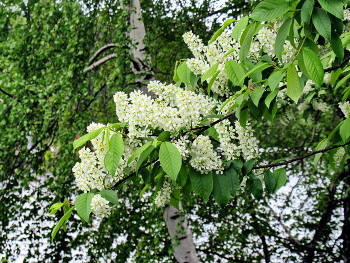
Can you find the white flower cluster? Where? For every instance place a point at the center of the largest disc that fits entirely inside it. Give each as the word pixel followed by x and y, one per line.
pixel 163 195
pixel 345 108
pixel 100 206
pixel 204 158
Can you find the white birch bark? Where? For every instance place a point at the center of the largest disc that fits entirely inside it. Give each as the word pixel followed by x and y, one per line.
pixel 185 252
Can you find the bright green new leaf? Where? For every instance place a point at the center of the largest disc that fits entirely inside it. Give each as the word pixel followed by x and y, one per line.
pixel 281 178
pixel 87 137
pixel 306 11
pixel 221 29
pixel 344 130
pixel 113 155
pixel 210 72
pixel 221 189
pixel 281 37
pixel 313 66
pixel 232 178
pixel 62 221
pixel 110 196
pixel 270 181
pixel 234 72
pixel 170 159
pixel 256 95
pixel 139 151
pixel 335 7
pixel 239 27
pixel 270 9
pixel 275 78
pixel 294 89
pixel 321 22
pixel 202 183
pixel 83 205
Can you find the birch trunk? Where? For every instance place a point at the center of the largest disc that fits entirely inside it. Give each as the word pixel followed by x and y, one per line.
pixel 180 231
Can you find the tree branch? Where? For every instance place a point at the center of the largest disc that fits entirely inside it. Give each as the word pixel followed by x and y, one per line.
pixel 100 51
pixel 100 62
pixel 300 158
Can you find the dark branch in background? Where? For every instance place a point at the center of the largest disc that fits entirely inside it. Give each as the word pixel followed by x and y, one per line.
pixel 300 158
pixel 99 52
pixel 100 62
pixel 338 66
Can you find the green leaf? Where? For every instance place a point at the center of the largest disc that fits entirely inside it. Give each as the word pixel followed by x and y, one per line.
pixel 337 46
pixel 256 95
pixel 87 137
pixel 255 186
pixel 210 72
pixel 294 89
pixel 113 155
pixel 202 183
pixel 344 130
pixel 269 9
pixel 306 11
pixel 221 29
pixel 143 157
pixel 270 181
pixel 239 27
pixel 110 196
pixel 248 166
pixel 275 78
pixel 164 136
pixel 83 205
pixel 246 40
pixel 232 178
pixel 257 68
pixel 270 97
pixel 321 22
pixel 221 190
pixel 281 178
pixel 139 151
pixel 170 159
pixel 281 38
pixel 335 7
pixel 234 72
pixel 322 145
pixel 313 66
pixel 62 221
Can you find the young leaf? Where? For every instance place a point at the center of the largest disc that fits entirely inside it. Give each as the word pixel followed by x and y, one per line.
pixel 138 152
pixel 87 137
pixel 281 38
pixel 170 159
pixel 281 178
pixel 234 72
pixel 83 205
pixel 232 178
pixel 210 72
pixel 62 221
pixel 294 89
pixel 321 22
pixel 269 9
pixel 113 155
pixel 202 183
pixel 313 66
pixel 221 29
pixel 221 190
pixel 335 7
pixel 256 95
pixel 239 27
pixel 270 181
pixel 306 11
pixel 110 196
pixel 344 130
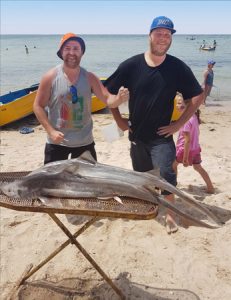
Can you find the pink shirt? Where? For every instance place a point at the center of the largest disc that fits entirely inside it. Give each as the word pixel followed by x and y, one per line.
pixel 192 126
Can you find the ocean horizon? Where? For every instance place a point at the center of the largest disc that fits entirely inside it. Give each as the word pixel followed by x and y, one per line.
pixel 104 52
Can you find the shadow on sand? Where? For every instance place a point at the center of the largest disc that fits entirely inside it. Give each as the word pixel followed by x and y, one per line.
pixel 93 289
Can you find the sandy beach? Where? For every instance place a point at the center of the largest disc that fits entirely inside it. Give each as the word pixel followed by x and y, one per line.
pixel 140 257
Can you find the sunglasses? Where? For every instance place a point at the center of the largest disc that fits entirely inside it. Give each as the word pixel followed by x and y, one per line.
pixel 74 94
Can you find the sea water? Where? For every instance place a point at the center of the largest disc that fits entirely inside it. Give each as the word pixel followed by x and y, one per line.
pixel 103 55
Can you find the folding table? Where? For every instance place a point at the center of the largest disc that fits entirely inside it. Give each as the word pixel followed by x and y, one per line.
pixel 131 208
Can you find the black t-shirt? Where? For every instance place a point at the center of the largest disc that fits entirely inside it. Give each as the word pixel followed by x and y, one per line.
pixel 152 92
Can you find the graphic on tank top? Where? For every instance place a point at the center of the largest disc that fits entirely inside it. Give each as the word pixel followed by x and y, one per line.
pixel 70 114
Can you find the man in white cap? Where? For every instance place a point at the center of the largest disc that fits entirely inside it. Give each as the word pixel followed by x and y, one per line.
pixel 153 78
pixel 63 103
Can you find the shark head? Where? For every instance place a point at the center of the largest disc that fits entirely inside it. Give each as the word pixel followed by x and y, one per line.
pixel 14 189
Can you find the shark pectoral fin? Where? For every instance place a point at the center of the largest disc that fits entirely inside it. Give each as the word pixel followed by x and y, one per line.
pixel 118 199
pixel 155 172
pixel 88 157
pixel 50 201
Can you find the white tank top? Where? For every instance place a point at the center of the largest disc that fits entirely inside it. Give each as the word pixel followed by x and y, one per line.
pixel 72 119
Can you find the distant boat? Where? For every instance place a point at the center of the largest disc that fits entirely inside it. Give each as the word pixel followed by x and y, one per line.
pixel 208 48
pixel 19 104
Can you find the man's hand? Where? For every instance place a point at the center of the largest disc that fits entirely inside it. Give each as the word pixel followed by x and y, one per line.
pixel 123 95
pixel 169 129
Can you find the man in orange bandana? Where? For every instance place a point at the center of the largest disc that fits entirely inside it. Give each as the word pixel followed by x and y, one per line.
pixel 63 102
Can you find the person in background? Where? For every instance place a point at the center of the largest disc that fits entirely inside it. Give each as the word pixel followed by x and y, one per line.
pixel 188 150
pixel 208 79
pixel 26 49
pixel 153 78
pixel 63 103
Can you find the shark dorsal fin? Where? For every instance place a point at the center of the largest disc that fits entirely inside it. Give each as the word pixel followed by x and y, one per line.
pixel 88 157
pixel 155 172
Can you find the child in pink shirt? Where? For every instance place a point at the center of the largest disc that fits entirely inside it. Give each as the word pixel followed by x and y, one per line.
pixel 187 146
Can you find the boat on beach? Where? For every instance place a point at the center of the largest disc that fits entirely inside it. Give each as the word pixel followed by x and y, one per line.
pixel 19 104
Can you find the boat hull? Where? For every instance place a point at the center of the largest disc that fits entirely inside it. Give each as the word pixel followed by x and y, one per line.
pixel 17 109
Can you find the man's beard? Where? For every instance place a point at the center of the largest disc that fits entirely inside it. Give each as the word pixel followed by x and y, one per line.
pixel 72 62
pixel 155 50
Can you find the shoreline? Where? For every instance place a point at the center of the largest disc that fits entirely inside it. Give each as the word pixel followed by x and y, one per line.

= = = = =

Word for word, output the whole listing, but not its pictures.

Can you find the white flower cluster? Where? For every instance place a point at the center of the largest disc that fits entirely inside it. Give each as the word pixel followed by x and y, one per line.
pixel 163 195
pixel 345 108
pixel 100 206
pixel 204 158
Can you find the white birch bark? Where? For every instance place a point at the center of the largest disc that fits entirely inside it. Give each as the word pixel followed by x and y, one per line.
pixel 185 252
Can you find the bright green new leaf? Where? For every instance place a point at the center of the largest disc that fits entirely inside it. Give each as the word pixel followed by x and y, one per line.
pixel 281 178
pixel 87 137
pixel 306 11
pixel 221 29
pixel 344 130
pixel 113 155
pixel 210 72
pixel 221 189
pixel 281 37
pixel 313 66
pixel 232 178
pixel 62 221
pixel 110 196
pixel 270 181
pixel 234 72
pixel 170 159
pixel 256 95
pixel 139 151
pixel 335 7
pixel 239 27
pixel 270 9
pixel 275 78
pixel 294 89
pixel 321 22
pixel 202 183
pixel 83 205
Can you find the birch trunk? Where? For every instance place a point at the center of the largest disc that fits entirely inside it. Give each as the word pixel followed by x and y, one per line.
pixel 180 231
Can you find the tree branch? Where? For every instance place a point at the center of the largest disc that fits entirely inside it. Give each as the word pixel followed by x and y, one per line.
pixel 100 51
pixel 100 62
pixel 300 158
Can you find the dark branch in background? Where? For every instance place a point at the center of the largest disc that fits entirely inside it. Give each as the word pixel followed by x and y, one per line.
pixel 300 158
pixel 99 52
pixel 100 62
pixel 338 66
Can you find the green leaf? Where? For every instance place a point at the center of the largest disc that fits entirely inside it. Give each as the word pixel followed by x and y, one per line.
pixel 337 46
pixel 256 95
pixel 87 137
pixel 255 186
pixel 210 72
pixel 294 89
pixel 113 155
pixel 202 183
pixel 344 130
pixel 269 9
pixel 306 11
pixel 221 29
pixel 143 157
pixel 270 181
pixel 239 27
pixel 110 196
pixel 248 166
pixel 275 78
pixel 164 136
pixel 83 205
pixel 246 40
pixel 232 178
pixel 257 68
pixel 270 97
pixel 321 22
pixel 221 190
pixel 281 178
pixel 139 151
pixel 170 159
pixel 281 38
pixel 335 7
pixel 234 72
pixel 322 145
pixel 313 66
pixel 62 221
Can you find the young leaf? Where? For every instance place a point at the center of the largest disc that fits entirely inside it. Give each as the word pixel followed by x and y, one per line.
pixel 138 152
pixel 87 137
pixel 281 38
pixel 170 159
pixel 281 178
pixel 234 72
pixel 83 205
pixel 232 178
pixel 210 72
pixel 62 221
pixel 294 89
pixel 321 22
pixel 269 9
pixel 113 155
pixel 202 183
pixel 313 66
pixel 221 29
pixel 221 190
pixel 335 7
pixel 256 95
pixel 239 27
pixel 270 181
pixel 306 11
pixel 110 196
pixel 344 130
Can you find the pink shirt? Where? For every instance place a point at the center of the largest disc that fits entirely inside it. Give each as the word pixel followed by x and y, one per line.
pixel 192 126
Can you find the ocean horizon? Where? For every instance place a point at the center of the largest disc that fits entirely inside it. Give each as the word pixel followed by x and y, one per line.
pixel 104 52
Can you find the shadow on sand? Where? For every instance place a point at the center of the largest disc that fits entirely inside it. Give each as the word pixel followed by x and y, one per line.
pixel 93 289
Can you find the sandy beach? Where? For every instance place a point at the center of the largest disc that fits entirely inside it. Give each as the word pixel followed by x and y, one per line.
pixel 140 257
Can you find the sunglasses? Where? For every instance place a point at the center of the largest disc that fits entirely inside it. Give each as the word pixel followed by x and y, one per line.
pixel 74 94
Can you find the sea water? Where? For every instance place a point at the center of the largest disc that fits entirely inside it. Give each as the word pixel followed by x and y, one per line.
pixel 103 55
Can you find the folding table? Where? For every instance place a point at the center of the largest disc that fits entirely inside it. Give each as the word pixel followed by x and y, one per line.
pixel 131 208
Can you find the black t-shirt? Where? For every instance place a point at the center of the largest disc that fits entirely inside it. Give each as the word pixel followed by x and y, one per line.
pixel 152 92
Can you find the graphic on tank top? Where? For every instance place a point at the center of the largest disc that fits entirely inside it. Give each as the word pixel followed by x and y, one per line.
pixel 70 114
Can you find the man in white cap? Where? For every instance place a point at the center of the largest disc that fits entirely inside it. Give each as the word pixel followed by x and y, one per line.
pixel 153 78
pixel 63 103
Can you find the shark head? Where? For every instance place a point at the center of the largest disc that fits entirely inside it. Give each as the word pixel followed by x and y, one per line.
pixel 14 189
Can you find the shark pectoral fin? Where? For every instance place a point at the center of the largest disc that fits entirely inside it. Give each as the word pixel followed by x and y, one per line.
pixel 118 199
pixel 155 172
pixel 88 157
pixel 50 201
Can you find the white tank top? Where? For every instance place a point at the center of the largest disc that fits entirely inside it. Give each as the word pixel followed by x and y, one per line.
pixel 72 119
Can you find the distant boat? Where? For every instance place a point at the center of the largest disc that fits entirely inside it. Give each as the word pixel followed by x and y, one per line.
pixel 208 48
pixel 19 104
Can you find the man's hand? Where? For every instance place a point at the center of the largest disc that fits entirely inside it. Give each as the word pixel followed by x and y, one per line.
pixel 123 95
pixel 169 129
Can you find the man in orange bandana? Where? For every instance place a point at the center of the largest disc that fits entirely inside it. Give each as the word pixel followed by x and y, one per line.
pixel 63 102
Can you find the person in background? Where? For every instance place a point at the center of the largest disc that fits entirely inside it. Give each as the word pixel followed by x and y, one per line.
pixel 188 150
pixel 208 79
pixel 26 49
pixel 153 78
pixel 63 103
Can you find the shark dorsal fin? Where? For every instance place a point at the center of the largest disc that fits entirely inside it. Give each as the word pixel followed by x and y, one per line.
pixel 88 157
pixel 155 172
Can you find the child in pink shirt? Where? For every instance place a point at the center of the largest disc that fits entirely inside it. Give each as the word pixel followed by x and y, one per line.
pixel 187 146
Can you find the boat on beach? Where? For every instance place a point at the center of the largest disc that fits entirely inside it. Give each as the word pixel followed by x and y, one per line.
pixel 19 104
Can you find the boat hull? Where? For every instance place a point at the center of the largest disc that fits entirely inside it. Give each as the word pixel followed by x and y, one per line.
pixel 17 109
Can you find the man's beard? Where? For every instance place a point at the center of the largest disc that fits entirely inside it. Give each as the word pixel followed by x and y, one per line.
pixel 72 62
pixel 155 50
Can you find the shoreline? Where? For every instance place a point at the center of the largest disc that fits entirely inside it. Give each as the word pixel followed by x and y, one per line.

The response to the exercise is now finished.